*What you are asked to do:* Copy out the part of the data that opens with the line containing "find the store aisle" and continues through the end of the data, requests included. Shift every coordinate in the answers by adding 70 to it.

Stored data entries:

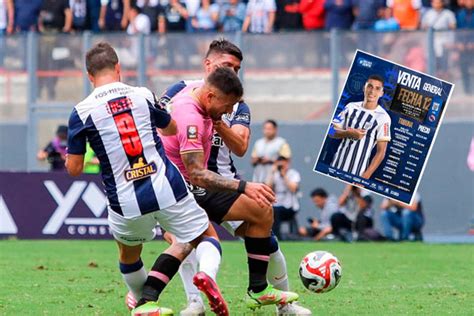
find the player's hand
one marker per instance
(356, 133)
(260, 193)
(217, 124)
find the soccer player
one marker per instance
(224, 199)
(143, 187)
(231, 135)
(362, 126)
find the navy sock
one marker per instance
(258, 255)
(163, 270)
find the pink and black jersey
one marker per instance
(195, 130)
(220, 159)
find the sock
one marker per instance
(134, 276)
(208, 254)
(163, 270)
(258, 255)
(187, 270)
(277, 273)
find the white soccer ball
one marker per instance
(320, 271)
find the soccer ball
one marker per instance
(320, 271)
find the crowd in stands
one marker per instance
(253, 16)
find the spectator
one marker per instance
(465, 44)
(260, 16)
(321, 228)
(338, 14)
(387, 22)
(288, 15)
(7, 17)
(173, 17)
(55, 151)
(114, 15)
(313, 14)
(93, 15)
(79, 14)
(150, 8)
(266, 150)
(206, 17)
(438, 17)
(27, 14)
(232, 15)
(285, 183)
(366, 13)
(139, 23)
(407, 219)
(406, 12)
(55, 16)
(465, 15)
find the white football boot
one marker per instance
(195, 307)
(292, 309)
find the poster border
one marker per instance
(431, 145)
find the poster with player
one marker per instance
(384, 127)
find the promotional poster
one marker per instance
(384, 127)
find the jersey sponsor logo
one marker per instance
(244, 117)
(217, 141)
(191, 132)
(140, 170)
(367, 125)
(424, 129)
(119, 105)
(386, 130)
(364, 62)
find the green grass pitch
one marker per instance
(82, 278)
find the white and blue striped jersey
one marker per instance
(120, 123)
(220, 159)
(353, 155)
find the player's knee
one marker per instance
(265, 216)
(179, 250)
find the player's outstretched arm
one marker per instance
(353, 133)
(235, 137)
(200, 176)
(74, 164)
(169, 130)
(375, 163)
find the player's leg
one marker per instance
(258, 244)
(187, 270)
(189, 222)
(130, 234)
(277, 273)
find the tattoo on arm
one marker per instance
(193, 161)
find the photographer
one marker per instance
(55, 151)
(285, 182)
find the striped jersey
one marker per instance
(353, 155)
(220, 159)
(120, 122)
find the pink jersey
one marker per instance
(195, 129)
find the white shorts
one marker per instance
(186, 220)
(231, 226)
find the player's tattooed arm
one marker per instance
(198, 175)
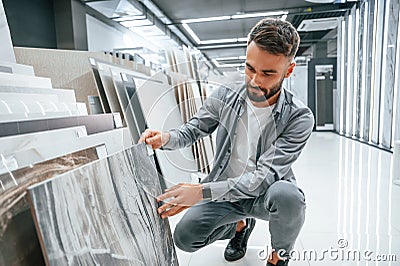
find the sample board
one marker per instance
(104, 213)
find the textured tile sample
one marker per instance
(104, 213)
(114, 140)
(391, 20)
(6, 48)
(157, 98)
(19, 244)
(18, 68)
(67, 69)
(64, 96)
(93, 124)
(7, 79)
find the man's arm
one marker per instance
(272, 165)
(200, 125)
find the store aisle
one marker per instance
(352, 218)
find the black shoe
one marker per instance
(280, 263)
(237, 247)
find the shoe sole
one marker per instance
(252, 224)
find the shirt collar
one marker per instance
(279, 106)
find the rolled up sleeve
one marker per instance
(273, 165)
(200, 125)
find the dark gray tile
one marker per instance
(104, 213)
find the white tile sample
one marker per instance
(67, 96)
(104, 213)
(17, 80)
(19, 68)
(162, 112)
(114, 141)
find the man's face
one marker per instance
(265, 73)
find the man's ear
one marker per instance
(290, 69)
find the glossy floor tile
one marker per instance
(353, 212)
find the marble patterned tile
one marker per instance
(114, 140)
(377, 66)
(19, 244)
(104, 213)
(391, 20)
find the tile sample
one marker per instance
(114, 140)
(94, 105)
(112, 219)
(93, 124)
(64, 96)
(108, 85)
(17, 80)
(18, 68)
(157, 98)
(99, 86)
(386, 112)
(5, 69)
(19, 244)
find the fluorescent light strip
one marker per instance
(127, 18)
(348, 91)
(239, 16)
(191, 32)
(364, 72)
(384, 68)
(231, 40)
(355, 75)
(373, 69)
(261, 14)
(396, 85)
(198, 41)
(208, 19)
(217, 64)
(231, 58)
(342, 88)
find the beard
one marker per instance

*Reply:*
find the store aisle
one marker per instance
(422, 288)
find the black shoe
one marker per instance
(350, 333)
(307, 317)
find the shoe sole
one marker per instance
(322, 294)
find the shirt collar
one marker per instance
(349, 176)
find the rolled up sleeve
one marker per instance
(343, 235)
(270, 195)
find the dark gray tile
one marker per instance
(174, 283)
find the white tile sample
one marker per instance
(137, 166)
(174, 283)
(87, 150)
(89, 138)
(232, 182)
(184, 211)
find the man's face
one marker per instance
(335, 143)
find the man's ear
one marker per instance
(360, 139)
find the glossy floor tile
one marker per instance
(423, 282)
find the marble patterned tile
one marker per instance
(184, 210)
(447, 136)
(89, 314)
(174, 283)
(461, 90)
find the tile sample
one marker per instance
(184, 210)
(164, 175)
(182, 289)
(163, 194)
(134, 166)
(178, 155)
(87, 150)
(88, 138)
(227, 168)
(169, 156)
(456, 182)
(75, 139)
(89, 314)
find the fluorescent light strip
one marker per instance
(197, 88)
(418, 161)
(309, 86)
(261, 102)
(434, 142)
(454, 138)
(301, 110)
(425, 145)
(443, 139)
(331, 84)
(466, 155)
(268, 111)
(278, 89)
(287, 134)
(301, 128)
(412, 158)
find the beard
one marker per instance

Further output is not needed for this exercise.